[Point annotations for photos]
════════════════
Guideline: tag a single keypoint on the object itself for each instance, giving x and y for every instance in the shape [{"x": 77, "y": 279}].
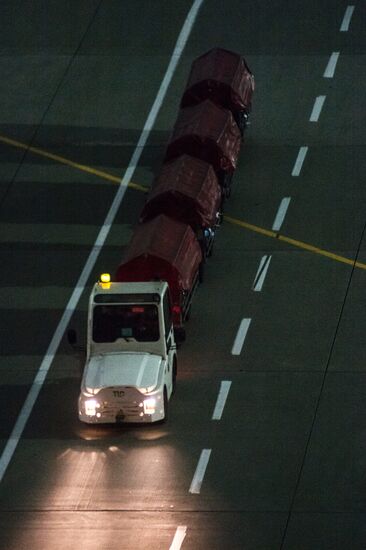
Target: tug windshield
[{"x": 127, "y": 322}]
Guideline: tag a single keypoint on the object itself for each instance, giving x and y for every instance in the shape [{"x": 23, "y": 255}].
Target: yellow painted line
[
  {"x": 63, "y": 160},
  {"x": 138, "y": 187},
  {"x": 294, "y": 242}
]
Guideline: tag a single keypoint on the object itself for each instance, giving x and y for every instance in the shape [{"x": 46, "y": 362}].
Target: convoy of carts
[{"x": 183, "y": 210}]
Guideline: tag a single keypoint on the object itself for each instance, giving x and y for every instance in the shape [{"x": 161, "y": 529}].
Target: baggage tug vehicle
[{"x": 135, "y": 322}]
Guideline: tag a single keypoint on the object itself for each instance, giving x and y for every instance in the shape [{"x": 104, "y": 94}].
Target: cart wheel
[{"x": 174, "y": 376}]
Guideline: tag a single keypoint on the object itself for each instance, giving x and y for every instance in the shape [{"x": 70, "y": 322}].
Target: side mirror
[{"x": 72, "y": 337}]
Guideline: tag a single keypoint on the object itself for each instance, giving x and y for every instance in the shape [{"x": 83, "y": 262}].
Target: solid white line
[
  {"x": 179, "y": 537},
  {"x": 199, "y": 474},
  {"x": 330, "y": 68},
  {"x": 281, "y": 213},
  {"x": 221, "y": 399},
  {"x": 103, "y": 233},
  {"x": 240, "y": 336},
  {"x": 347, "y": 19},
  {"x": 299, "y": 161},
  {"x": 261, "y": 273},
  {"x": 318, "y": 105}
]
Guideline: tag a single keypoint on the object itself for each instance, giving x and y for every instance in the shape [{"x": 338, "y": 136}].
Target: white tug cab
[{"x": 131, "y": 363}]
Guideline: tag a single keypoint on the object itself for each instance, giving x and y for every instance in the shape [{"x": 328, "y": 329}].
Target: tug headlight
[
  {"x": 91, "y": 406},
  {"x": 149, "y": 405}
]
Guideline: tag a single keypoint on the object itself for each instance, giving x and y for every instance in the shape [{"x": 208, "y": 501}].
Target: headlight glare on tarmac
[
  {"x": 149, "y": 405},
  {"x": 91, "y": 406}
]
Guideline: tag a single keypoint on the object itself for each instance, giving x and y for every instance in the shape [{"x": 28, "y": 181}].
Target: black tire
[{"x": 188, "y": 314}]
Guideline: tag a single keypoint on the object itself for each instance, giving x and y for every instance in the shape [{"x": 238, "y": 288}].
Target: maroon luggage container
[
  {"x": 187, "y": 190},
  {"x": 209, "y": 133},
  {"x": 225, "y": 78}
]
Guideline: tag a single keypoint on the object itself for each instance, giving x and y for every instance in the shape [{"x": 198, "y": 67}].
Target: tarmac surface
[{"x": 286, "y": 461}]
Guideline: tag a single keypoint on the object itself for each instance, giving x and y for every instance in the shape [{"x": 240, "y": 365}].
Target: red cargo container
════════════════
**Task prompt:**
Pictures appear in the records above. Output everything except them, exactly.

**Answer for the task:**
Guideline: tag a single keypoint on the object itself for each instance, giving x and y for every instance in the shape [{"x": 77, "y": 279}].
Target: tug windshield
[{"x": 127, "y": 322}]
Guideline: tag a single keypoint on the object itself for each instance, giving x and y for every instance in the shape [{"x": 23, "y": 255}].
Target: yellow painted line
[
  {"x": 63, "y": 160},
  {"x": 138, "y": 187},
  {"x": 294, "y": 242}
]
Guideline: tag a single keypoint on the object itself for each instance, giving x and y for every instance in the shape [{"x": 46, "y": 362}].
Target: convoy of carts
[{"x": 183, "y": 210}]
Guideline: tag a single keypoint on the object itself for each instance, giving x and y for every instance in the shape [{"x": 161, "y": 529}].
Target: baggage tug vehicle
[{"x": 135, "y": 322}]
Guideline: tag a single keypoint on the object itself for each instance, giving x and y for every instance in the shape [{"x": 104, "y": 94}].
Target: cart wheel
[{"x": 174, "y": 376}]
Guideline: tag a single keypoint on the object itself for each instance, giving x and y for every instance in the shape [{"x": 70, "y": 322}].
Target: side mirror
[{"x": 72, "y": 337}]
Guideline: tag a single keypoint on the object itself for each instance, giving x and y for every instance in the shape [{"x": 83, "y": 262}].
Target: solid white line
[
  {"x": 179, "y": 537},
  {"x": 199, "y": 474},
  {"x": 330, "y": 68},
  {"x": 281, "y": 213},
  {"x": 221, "y": 399},
  {"x": 103, "y": 233},
  {"x": 240, "y": 336},
  {"x": 347, "y": 19},
  {"x": 299, "y": 161},
  {"x": 261, "y": 273},
  {"x": 318, "y": 105}
]
Guideline: tag a single keypoint on the object itself for each instance, giving x and y for every instance in the shape [{"x": 338, "y": 136}].
Target: white tug cab
[{"x": 131, "y": 363}]
Guideline: tag a single keypoint on the object itself for each instance, giving x and y for every instance in the shape [{"x": 328, "y": 329}].
Target: tug headlight
[
  {"x": 91, "y": 406},
  {"x": 149, "y": 405}
]
Guideline: tag a single keypoint on the object itself for each instance, giving x and y for every instance in the shape [{"x": 208, "y": 501}].
Target: headlight glare on tarmac
[
  {"x": 149, "y": 405},
  {"x": 91, "y": 406}
]
Guideline: tag a single keypoint on the object itself for each instance, giving x and y for every instance in the shape [{"x": 28, "y": 181}].
Target: black tire
[{"x": 188, "y": 314}]
Guideline: tag a single keypoint on the object itself for each instance, giving x and y for every instance in the shape [{"x": 238, "y": 288}].
Target: maroon luggage container
[
  {"x": 187, "y": 190},
  {"x": 209, "y": 133},
  {"x": 225, "y": 78}
]
Guideline: tag a single keypoint on the object itself for each instance, giving x and y for every instance in the shape [{"x": 198, "y": 67}].
Target: tarmac surface
[{"x": 286, "y": 461}]
Guideline: tag a single keypoint on the object itself for each instance, giving x and y for every instance in the shape [{"x": 240, "y": 365}].
Target: red cargo container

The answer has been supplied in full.